Required action 1:
Write out every line of the records below as a JSON list of strings, with one string per line and blank lines omitted.

Text under study:
When I first read the excellent Politico story about Kent Sorenson’s fall and change of conscience, which you should read right now if you haven’t already, I wasn’t surprised that Ron Paul’s 2012 campaign was implicated in his bribery scandal. Ron Paul always had a knack for attracting opportunistic grifters like moths to a lamp — that was true before his presidential campaigns, it was true after his presidential campaigns, and it’s true now. He also had a knack for attracting marks — a simultaneously cynical and credulous crew of volunteers and checkbooks willing to pledge money and fealty to the so-called “liberty movement.”

In order to be a leading light of the “liberty movement,” you had to hold two opposing views simultaneously. First, you had to cynically believe that “the elites,” whomever they might be at any given moment, were not only capable of, but regularly engaged in, cartoon supervillainy that turned everyone into mind-controlled “sheeple” (spraying the air with “chemtrails,” poisoning our precious bodily fluids with fluoride, and so on). Second, you had to credulously believe that, despite the elite’s unstoppable environmental drug cocktail, there were a few good people out there, good people who needed your help (and money, always money) to restore your liberties and stop the dark, malevolent forces collecting at the edges of our vision. All you needed to do was buy the vitamins and potions the good people were selling, buy the books the good people were publishing, enroll your children in the good people’s curriculum, and so on.

The data:
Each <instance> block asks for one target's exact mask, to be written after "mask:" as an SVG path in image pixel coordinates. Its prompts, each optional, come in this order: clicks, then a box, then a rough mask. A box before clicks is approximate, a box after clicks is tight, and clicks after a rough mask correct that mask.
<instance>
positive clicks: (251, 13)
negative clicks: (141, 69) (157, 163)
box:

Required action 2:
Translate this sentence from the text on Ron Paul and the "liberty movement" into Spanish: "He also had a knack for attracting marks — a simultaneously cynical and credulous crew of volunteers and checkbooks willing to pledge money and fealty to the so-called 'liberty movement.'"

Answer box 1:
[
  "Each <instance> block asks for one target's exact mask, to be written after \"mask:\" as an SVG path in image pixel coordinates. Its prompts, each optional, come in this order: clicks, then a box, then a rough mask. A box before clicks is approximate, a box after clicks is tight, and clicks after a rough mask correct that mask.",
  "<instance>",
  "positive clicks: (251, 13)",
  "negative clicks: (141, 69) (157, 163)",
  "box:"
]

Answer box 2:
También tenía un don para atraer a incautos: un grupo a la vez cínico y crédulo de voluntarios y chequeras dispuestos a comprometer dinero y lealtad al llamado «movimiento por la libertad».